Copy the lines below as they are; omit the images they contain.

-- start of Records for processing --

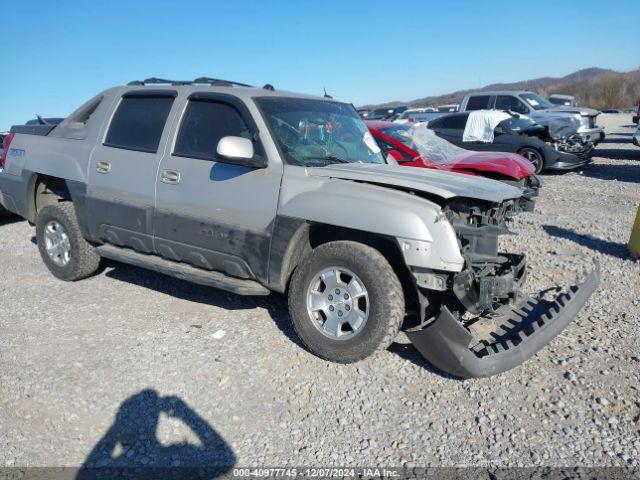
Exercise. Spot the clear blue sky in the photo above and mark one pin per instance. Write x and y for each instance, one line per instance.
(55, 55)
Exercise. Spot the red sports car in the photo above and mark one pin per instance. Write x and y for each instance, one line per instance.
(420, 147)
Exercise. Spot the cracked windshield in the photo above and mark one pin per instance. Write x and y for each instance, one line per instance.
(317, 133)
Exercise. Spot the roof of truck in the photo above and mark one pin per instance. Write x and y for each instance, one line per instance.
(500, 92)
(206, 84)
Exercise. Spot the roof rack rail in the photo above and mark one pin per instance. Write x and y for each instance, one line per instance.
(214, 82)
(156, 81)
(217, 82)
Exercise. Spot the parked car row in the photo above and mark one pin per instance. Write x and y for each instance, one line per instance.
(516, 134)
(420, 147)
(254, 190)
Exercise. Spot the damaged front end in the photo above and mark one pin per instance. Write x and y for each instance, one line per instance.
(562, 135)
(481, 324)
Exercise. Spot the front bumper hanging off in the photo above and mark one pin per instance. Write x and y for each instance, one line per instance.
(518, 335)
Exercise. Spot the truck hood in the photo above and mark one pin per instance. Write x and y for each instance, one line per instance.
(583, 111)
(509, 164)
(443, 184)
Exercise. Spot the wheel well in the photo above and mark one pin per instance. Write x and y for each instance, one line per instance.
(319, 234)
(46, 190)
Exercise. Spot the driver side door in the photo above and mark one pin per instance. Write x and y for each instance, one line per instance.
(211, 214)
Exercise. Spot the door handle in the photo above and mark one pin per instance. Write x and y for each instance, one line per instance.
(103, 167)
(170, 176)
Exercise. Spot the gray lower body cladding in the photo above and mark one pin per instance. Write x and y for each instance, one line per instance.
(523, 330)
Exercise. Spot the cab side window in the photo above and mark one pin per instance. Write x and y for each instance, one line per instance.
(204, 124)
(507, 102)
(138, 122)
(478, 102)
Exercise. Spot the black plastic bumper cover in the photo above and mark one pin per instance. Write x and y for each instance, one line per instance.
(449, 346)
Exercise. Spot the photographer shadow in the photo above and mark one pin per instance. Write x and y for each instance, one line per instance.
(131, 448)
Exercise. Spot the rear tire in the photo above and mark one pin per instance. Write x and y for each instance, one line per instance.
(62, 247)
(346, 302)
(534, 156)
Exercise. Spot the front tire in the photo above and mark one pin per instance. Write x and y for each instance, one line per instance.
(346, 302)
(62, 247)
(534, 156)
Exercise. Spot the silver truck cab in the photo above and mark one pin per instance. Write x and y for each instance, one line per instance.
(536, 107)
(256, 190)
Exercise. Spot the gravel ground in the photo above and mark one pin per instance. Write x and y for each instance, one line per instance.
(171, 373)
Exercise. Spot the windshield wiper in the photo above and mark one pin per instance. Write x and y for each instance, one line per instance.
(328, 158)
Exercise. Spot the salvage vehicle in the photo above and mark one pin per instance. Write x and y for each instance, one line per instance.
(515, 134)
(254, 190)
(418, 115)
(537, 108)
(417, 146)
(386, 113)
(564, 100)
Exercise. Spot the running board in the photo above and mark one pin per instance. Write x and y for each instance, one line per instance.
(182, 271)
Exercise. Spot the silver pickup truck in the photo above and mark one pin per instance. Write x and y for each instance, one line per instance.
(539, 109)
(255, 190)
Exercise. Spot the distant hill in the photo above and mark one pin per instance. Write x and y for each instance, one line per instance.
(594, 87)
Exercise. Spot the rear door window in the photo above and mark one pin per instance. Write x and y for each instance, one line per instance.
(139, 122)
(478, 102)
(204, 124)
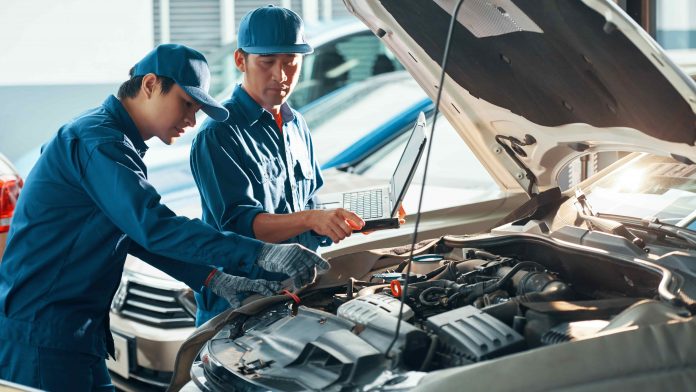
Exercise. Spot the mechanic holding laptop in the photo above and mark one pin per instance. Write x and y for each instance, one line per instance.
(87, 203)
(256, 171)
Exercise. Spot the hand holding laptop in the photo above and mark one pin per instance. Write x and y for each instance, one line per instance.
(378, 207)
(402, 220)
(336, 224)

-- end of Records for processing --

Expected answer =>
Exercise. Spot the clear blue sky in the photo above and mark one pin per instance. Write x and y for each instance, one line per instance.
(55, 55)
Exercise. Spot the red sports car in the photo above and mark one pin per instance. Write x and y for each instance, one line per instance.
(420, 147)
Exercise. Spot the cracked windshield in the photo above and mark one pin per instance. Write x and y for each instance, one line per instance.
(317, 133)
Exercise. Spot the roof of truck in the photo above and mark one pin per instance. Write x and y for each instance, one line per instance.
(500, 92)
(206, 84)
Exercise. Spot the roof rack rail in the photo above and mark one pin per instance. Write x and y for each instance, one line per instance.
(214, 82)
(156, 81)
(217, 82)
Exercise. Spot the parked car row in the photo above and mark one pin per instance. Write x and y for each instance, one line per instance.
(516, 134)
(420, 147)
(254, 190)
Exercise. Spot the damaged front end in the photo above and mark one pin per instance. Write x and y for each instance, one line per instance.
(562, 135)
(481, 324)
Exercise. Spot the front bumper hanging off in the photo above and mark one pin per instance. Write x and y for each instance, one line per instance.
(518, 335)
Exercise. Spot the truck hood in the photo above and mark one pin per instance. Write x and y for each instance, one line per instance.
(583, 111)
(509, 164)
(443, 184)
Exercise. Spot the wheel well in the photo above and mark one pin per instance. Write x and y for each instance, one line per instance.
(319, 234)
(46, 190)
Exercise. Spot the driver side door in the photo above and mark one pin per instance. Write x and y for each instance, one line per instance.
(211, 214)
Exercise. Spot the door handle in the photo above and mark one pin per instance. Write x and y for each instance, one line per instance.
(103, 167)
(170, 176)
Exercise. Spot the gray lower body cladding in the photo above and mark one pin per instance. Write x and y for each instance, one line per instance.
(523, 330)
Exercise. Spot the cab side window in the photo above and mark one pin per instance. Write x and y for each instance, one line per instance.
(204, 124)
(507, 102)
(138, 122)
(478, 102)
Exercise. Spot the black plastic bumper cover in the photo above and mark one pin per instance. Write x and y for each instance, one line per instance.
(449, 346)
Exercise. Spot the photographer shadow in the photo above and mark one pin per instance. Write x and y for each instance, one line per instance.
(131, 448)
Exercise. Spot the rear tire in the photo above and mark one pin per instance. Write x and y for each instance, one line per instance.
(62, 247)
(346, 302)
(534, 156)
Exercise. Spot the front tire in the photo above and mark one pin per instance. Write x and y for each instance, one line per instance.
(346, 302)
(62, 247)
(534, 156)
Exercise. Spot the silver truck cab in the photo above and mark one pin per instance. Write x and y for each instance, one line per instance.
(536, 107)
(256, 190)
Exercise. Spot the gravel ground in the photo above and mark one pin per instance. Write x and y for each instance, one line per instance.
(171, 373)
Exercise. Spot the windshield wiper in the photo above and mark one pin per instance. Write x and y for each instance, one line per instance.
(328, 158)
Exercise. Spot the salvage vehicle in the photo above and mark one pin per instance. Write x and y for each instance, one line per instance.
(515, 134)
(254, 190)
(418, 115)
(537, 108)
(417, 146)
(386, 113)
(564, 100)
Exercise. Spot the running board in the photo above and mark one pin per instance. Write x and y for each instance, one line per instance.
(182, 271)
Exercise. Spot the silver pickup truck in the photo above and mark one pin per instance. Write x and y for each instance, one line per instance.
(539, 109)
(255, 190)
Exercise. Spot the distant hill in the photo above and mark one pin per instance. Write x and y for each instance, one line per instance.
(594, 87)
Exercise. Spot the rear door window in the photo above and mark one pin per instance. Write x and y for each instance, one line per instance.
(139, 122)
(478, 102)
(204, 124)
Exercise. Spot the mechanic holding laptop in the photo above and mark one pin per instance. Write x and y for each instance, one line per instance.
(87, 203)
(256, 171)
Exercise. Spot the hand holding laptop in the photo above and mark one pin per instance. Write x and y for each instance, one line per instance.
(378, 207)
(402, 220)
(336, 224)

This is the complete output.